(What is needed):
Pick out and copy every line below that contains the word "mirror". Case counts.

(Entries):
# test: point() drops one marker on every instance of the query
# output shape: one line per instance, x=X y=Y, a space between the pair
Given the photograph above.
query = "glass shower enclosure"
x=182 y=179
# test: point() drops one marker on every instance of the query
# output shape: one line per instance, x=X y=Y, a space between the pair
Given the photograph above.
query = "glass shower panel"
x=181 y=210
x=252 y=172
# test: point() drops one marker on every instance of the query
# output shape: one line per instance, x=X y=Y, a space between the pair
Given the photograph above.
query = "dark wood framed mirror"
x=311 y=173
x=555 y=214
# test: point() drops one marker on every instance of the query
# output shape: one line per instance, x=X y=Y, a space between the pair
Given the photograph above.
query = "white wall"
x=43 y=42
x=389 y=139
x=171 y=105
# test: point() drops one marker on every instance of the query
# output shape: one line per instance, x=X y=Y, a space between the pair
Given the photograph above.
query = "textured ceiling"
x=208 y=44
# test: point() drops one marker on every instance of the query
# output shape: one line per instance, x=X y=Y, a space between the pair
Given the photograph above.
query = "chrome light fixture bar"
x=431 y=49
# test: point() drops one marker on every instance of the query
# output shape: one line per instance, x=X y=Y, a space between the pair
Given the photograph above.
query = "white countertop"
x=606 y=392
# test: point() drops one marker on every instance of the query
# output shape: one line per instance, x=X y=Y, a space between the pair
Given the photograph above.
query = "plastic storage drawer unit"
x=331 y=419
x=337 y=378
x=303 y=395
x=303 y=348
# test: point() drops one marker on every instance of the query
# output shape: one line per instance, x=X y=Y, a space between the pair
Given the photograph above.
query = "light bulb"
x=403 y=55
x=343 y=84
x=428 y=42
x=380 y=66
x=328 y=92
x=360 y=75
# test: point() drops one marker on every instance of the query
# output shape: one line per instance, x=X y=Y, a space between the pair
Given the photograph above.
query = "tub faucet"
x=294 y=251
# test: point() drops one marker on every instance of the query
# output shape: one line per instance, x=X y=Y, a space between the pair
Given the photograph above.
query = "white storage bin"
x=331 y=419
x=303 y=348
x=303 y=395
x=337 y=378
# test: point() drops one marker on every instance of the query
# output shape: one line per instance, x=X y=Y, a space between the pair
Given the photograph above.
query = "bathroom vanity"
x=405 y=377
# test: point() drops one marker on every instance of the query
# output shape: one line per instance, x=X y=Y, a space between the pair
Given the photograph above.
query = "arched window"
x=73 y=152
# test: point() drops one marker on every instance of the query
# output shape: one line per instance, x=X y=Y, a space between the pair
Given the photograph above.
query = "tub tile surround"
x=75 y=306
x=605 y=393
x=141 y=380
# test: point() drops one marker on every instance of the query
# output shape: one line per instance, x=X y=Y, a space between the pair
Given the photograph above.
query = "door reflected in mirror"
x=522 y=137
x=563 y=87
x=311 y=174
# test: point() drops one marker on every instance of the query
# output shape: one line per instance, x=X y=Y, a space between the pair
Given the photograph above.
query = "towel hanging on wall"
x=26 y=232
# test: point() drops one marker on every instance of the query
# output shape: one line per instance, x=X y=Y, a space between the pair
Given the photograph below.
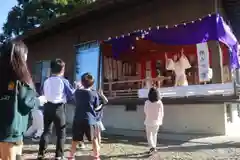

(Correct response):
query = "dark wood framed mirror"
query = "door reflected in mirror"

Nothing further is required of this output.